PROBLEM DESCRIPTION => State, as one number, how many lines in these records hold "reported".

Excerpts from a dataset:
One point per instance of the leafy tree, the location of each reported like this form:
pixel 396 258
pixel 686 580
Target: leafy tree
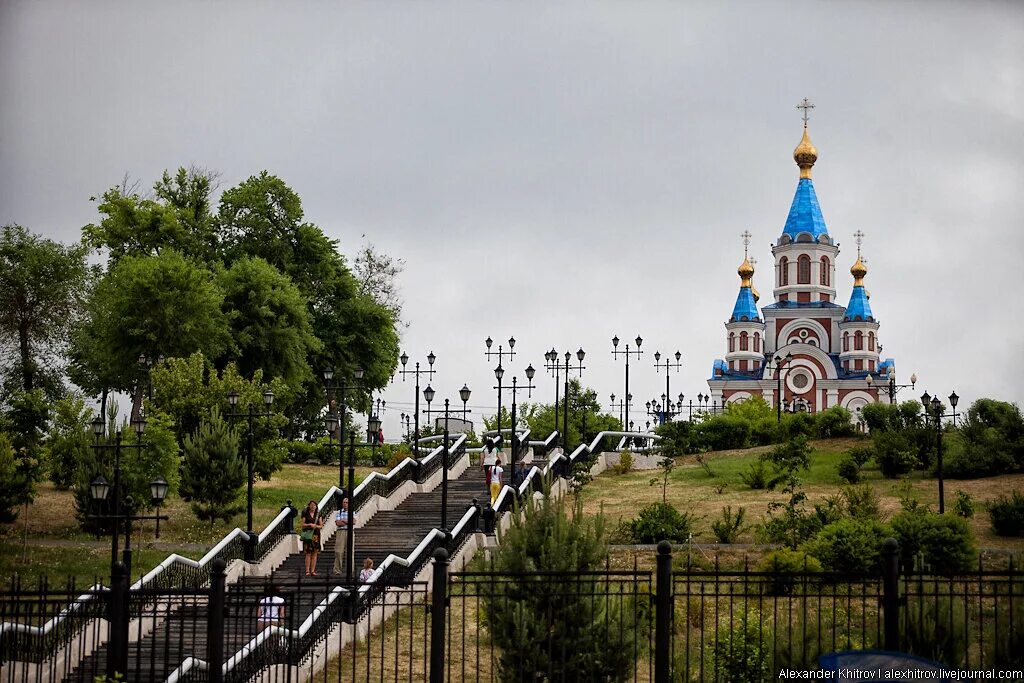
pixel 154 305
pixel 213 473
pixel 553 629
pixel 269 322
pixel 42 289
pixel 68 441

---

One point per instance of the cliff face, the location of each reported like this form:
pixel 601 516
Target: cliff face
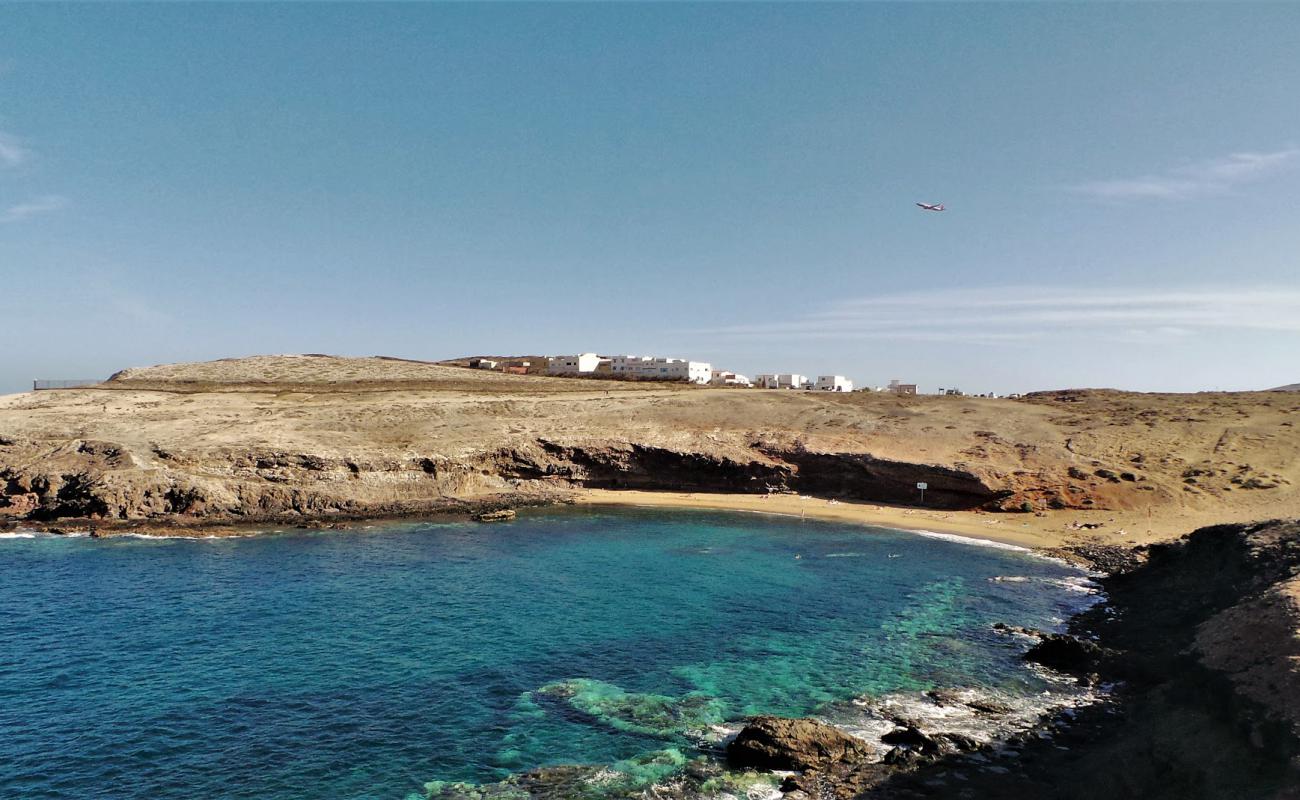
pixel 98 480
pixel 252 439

SOLVED PROBLEM => 2